[Task instructions]: Please restate the data word for word, in full.

[Information shown]:
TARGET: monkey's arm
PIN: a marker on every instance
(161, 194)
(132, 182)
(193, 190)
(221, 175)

[Reply]:
TARGET: monkey's arm
PIN: a marker on every instance
(161, 194)
(132, 182)
(193, 190)
(221, 175)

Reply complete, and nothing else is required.